= Beginning of Section =

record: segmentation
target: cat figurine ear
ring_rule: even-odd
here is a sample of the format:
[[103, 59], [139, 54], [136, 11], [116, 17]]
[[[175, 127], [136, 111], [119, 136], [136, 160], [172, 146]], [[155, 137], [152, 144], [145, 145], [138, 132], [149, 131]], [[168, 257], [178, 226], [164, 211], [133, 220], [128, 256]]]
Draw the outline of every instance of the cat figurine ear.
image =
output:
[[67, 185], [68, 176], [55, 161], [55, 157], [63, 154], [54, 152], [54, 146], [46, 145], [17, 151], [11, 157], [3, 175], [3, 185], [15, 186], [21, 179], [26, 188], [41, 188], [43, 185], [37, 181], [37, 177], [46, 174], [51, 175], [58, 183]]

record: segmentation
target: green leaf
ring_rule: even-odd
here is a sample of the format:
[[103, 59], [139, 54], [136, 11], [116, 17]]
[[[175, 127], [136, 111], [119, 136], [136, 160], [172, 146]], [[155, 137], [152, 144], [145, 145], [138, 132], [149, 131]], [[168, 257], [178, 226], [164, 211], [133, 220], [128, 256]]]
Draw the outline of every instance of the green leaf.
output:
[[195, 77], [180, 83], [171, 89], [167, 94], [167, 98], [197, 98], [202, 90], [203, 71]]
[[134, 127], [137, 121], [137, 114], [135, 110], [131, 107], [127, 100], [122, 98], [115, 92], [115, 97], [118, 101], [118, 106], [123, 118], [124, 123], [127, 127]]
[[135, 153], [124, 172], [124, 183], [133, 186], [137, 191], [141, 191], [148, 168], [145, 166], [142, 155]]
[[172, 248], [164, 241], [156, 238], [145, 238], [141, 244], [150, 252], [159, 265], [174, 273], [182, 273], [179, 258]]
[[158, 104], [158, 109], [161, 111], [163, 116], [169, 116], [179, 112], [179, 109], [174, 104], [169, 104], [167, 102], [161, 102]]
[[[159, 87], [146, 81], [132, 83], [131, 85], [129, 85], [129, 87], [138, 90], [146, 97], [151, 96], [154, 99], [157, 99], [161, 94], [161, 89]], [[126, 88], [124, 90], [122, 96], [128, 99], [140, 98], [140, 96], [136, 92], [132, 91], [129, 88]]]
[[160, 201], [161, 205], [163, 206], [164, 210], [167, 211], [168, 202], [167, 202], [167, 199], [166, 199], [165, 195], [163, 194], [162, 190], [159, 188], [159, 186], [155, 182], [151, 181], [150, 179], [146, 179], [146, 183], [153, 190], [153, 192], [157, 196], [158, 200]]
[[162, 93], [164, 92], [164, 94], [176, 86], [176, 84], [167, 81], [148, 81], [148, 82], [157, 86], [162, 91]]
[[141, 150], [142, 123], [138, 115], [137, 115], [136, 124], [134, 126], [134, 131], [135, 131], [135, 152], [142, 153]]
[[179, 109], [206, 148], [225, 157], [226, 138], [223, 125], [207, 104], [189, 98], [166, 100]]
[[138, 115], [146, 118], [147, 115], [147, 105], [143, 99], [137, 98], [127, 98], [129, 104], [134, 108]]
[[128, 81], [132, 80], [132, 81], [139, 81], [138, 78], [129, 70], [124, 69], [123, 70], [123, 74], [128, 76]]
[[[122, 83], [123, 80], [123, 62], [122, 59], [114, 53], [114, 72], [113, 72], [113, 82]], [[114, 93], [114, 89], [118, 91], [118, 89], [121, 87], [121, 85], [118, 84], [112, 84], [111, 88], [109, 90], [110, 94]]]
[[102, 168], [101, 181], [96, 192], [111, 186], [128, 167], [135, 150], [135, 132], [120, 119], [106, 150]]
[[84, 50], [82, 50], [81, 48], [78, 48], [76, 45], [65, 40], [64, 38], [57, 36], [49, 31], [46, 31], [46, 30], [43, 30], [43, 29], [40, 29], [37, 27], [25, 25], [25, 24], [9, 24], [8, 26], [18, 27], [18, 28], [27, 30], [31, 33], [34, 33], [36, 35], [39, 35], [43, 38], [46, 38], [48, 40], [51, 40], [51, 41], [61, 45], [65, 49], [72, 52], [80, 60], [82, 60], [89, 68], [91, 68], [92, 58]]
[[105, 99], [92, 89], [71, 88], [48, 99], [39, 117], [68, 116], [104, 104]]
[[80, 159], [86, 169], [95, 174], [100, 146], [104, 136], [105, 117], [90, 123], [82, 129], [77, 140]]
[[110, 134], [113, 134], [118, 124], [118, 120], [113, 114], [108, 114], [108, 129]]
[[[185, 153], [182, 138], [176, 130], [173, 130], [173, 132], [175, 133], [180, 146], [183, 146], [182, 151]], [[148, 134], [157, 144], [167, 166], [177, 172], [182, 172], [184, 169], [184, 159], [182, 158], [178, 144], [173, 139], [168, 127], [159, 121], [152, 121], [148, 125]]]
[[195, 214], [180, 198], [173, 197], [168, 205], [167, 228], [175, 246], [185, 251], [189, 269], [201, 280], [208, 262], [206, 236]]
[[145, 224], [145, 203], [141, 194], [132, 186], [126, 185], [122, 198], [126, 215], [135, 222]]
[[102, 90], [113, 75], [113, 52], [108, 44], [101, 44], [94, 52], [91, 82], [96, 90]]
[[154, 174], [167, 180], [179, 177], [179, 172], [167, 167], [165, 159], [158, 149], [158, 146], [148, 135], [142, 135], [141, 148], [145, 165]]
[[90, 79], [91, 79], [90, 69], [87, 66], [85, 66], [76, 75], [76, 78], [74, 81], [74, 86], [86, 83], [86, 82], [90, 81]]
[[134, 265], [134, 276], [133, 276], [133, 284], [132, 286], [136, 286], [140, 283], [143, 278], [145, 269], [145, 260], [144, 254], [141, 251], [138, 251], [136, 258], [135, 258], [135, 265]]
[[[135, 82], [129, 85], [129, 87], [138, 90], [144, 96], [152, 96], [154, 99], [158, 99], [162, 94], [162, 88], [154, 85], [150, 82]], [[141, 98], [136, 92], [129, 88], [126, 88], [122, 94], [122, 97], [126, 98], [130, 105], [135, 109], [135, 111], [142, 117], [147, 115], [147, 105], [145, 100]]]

= End of Section =

**Problem details:**
Which lines of the records above hold the word "outline"? Copy each one out.

**Task output:**
Draw the outline of every instance of the cat figurine ear.
Draw the outline of every instance of the green leaf.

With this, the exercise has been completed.